EXERCISE INSTRUCTIONS: Extend the news report on the withdrawn Federal Territories Islamic law amendment bill, picking up after its final paragraph.

PAGE EXTRACT:
● ● ●

The withdrawal of the Administration of Islamic Law (Federal Territories) Amendment Bill 2013 is a moral victory, says human rights lawyer Malik Imtiaz Sarwar, but he says there are other similar state enactments as well. 

“I am glad that it (the Bill) became controversial, but in truth, I don’t understand why it did because other states already have this provision: one or the other; ibu atau bapa (father or mother)... 

“What they tried to do recently for the Federal Territories was to make it consistent with what the court said in the Subashini (Rajasingam vs Saravanan Thangathoray) case as well as other states,” he told a forum this morning. 

The Bill withdrawn yesterday contained a controversial provision, Clause 107B, stating that the consent of only one parent is sufficient to convert his child to Islam.

The amendment’s proponents often cite the case of Subashini to show that the amendment is in line with the federal constitution, though others, including Malik Imtiaz, opined that this was obiter dictum, meaning it is not legally binding.

Regardless, he added during the question and answer session that this is a moral victory to be exploited because the political climate is now ripe to address religious issues that legislators have previously shied away from.
‘BN parties are a little more open’

“It seems to me that the BN component parties are a little bit more open to discussing this in a way that they weren’t before. 

“Looking at positions taken by Gerakan and so on, it points to a scenario where a discussion may be more possible,” he clarified to reporters after the forum.

He added that the government, especially the Attorney-General’s Chambers, should look into ensuring that all laws are consistent with the federal constitution’s provisions for equality and that singular words in the constitution such as ‘parent’ shall also denote the plural, in coordination with state governments. 

In addition, he said the Federal Court could revisit the Subashini case can clarify the meaning of the word ‘parent’ under Article 12(4) of the federal constitution that deals with the religion of a minor. 

Although the case wa dismissed on technical grounds, the judge had opined that the word was singular, hence the consent of one parent to convert is sufficient. 

The Bar Council had pointed out that this is inconsistent with the 11th Schedule, Section 2(95) of the federal constitution, which states that “words in the singular include the plural, and words in the plural include the singular” when interpreting the constitution.

● ● ●

RECORDS PROVIDED:
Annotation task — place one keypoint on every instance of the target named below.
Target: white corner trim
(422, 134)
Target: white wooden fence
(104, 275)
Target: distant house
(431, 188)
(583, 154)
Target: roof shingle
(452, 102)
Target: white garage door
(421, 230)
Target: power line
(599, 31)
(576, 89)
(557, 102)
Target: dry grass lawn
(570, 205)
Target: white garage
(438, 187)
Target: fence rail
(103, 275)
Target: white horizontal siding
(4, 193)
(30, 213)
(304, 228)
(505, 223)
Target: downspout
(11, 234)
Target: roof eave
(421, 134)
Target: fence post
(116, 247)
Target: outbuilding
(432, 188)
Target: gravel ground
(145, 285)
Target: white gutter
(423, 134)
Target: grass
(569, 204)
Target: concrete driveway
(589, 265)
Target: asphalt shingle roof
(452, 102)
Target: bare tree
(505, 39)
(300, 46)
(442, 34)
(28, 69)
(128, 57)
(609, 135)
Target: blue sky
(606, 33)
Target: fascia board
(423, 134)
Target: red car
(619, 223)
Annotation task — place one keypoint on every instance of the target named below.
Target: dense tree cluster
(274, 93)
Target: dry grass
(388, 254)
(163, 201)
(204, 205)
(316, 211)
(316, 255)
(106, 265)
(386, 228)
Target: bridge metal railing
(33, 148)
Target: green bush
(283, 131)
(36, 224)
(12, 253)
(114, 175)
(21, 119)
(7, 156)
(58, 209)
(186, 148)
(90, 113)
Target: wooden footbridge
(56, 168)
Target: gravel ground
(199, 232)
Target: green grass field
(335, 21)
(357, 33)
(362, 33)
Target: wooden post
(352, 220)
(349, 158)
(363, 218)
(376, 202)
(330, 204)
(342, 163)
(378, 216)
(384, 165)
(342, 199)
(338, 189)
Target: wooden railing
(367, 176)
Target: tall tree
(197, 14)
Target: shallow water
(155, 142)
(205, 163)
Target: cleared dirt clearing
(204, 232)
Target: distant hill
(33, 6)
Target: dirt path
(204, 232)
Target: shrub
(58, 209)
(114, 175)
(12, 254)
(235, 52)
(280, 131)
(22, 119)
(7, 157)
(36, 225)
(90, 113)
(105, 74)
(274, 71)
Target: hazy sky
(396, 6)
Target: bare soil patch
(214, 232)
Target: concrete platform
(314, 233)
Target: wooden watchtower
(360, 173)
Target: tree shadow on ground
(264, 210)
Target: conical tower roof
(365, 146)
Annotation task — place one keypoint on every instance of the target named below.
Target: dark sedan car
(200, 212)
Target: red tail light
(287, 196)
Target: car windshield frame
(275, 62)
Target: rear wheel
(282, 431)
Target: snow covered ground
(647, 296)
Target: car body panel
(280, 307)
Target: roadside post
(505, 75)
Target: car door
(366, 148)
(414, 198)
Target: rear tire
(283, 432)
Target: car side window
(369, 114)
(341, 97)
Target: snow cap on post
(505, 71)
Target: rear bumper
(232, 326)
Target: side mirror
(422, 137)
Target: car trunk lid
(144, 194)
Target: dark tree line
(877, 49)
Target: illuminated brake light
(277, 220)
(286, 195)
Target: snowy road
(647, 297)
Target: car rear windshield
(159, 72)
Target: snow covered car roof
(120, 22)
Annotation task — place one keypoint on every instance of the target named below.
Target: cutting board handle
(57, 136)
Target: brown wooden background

● ● ●

RESPONSE AREA:
Malik Imtiaz said during custody battles, one parent sometimes unilaterally convert himself or herself and the child into Islam and bring the issue to the Syariah Court, where the magistrate would not be in favour of a Muslim child being in the custody of a non-Muslim. 

Since the Syariah Court has no jurisdiction over non-Muslims, this would also leave the non-Muslim parent “out in the cold” while the court deals with the case solely from an Islamic perspective. 

“That is why I think it is very dangerous thing to allow for a situation where one parent can decide the faith of the child, leading into this kind of complexities,” he said. 

Another panellist at the forum, syarie lawyer Nizam Bashir Abdul Kariem, concurred, pointing out that Subashini had fled abroad with her children after failing to seek justice here for her case.

'Folk must have freedom in matters of faith'

Meanwhile another speaker, Islamic Renaissance Front chairperson Dr Ahmad Farouk Musa told reporters that it should not matter how a child is raised, quoting a verse in the Quran that “there shall be no compulsion in religion”. 

“People must have freedom in matters of faith; they will make their own decisions when they grow up,” he said. 

The cardiothoracic surgeon also questioned whether there were “ulterior motives” in introducing the Bill right after the elections. 

“Of course we welcome the decision, we still don’t know what will happen in the future. Politics-wise, we are unsure, we are still waiting for the outcome of the whole issue. 

“In the first place, why was this done?” he said. 

Commenting on DAP chairperson Karpal Singh’s suggestion that the constitution should be amended to clarify that both parent’s consent are needed, Malik Imtiaz said he is unsure if this is necessary because the position of the constitution is already clear. What needs amending are the state enactments. 

While conceding that it is a possible solution, he said, “What Karpal suggested - I don’t know, I’m just guessing - may have been prompted by trying to get a quick solution than taking the process through the courts again and revisit the decision,” he said.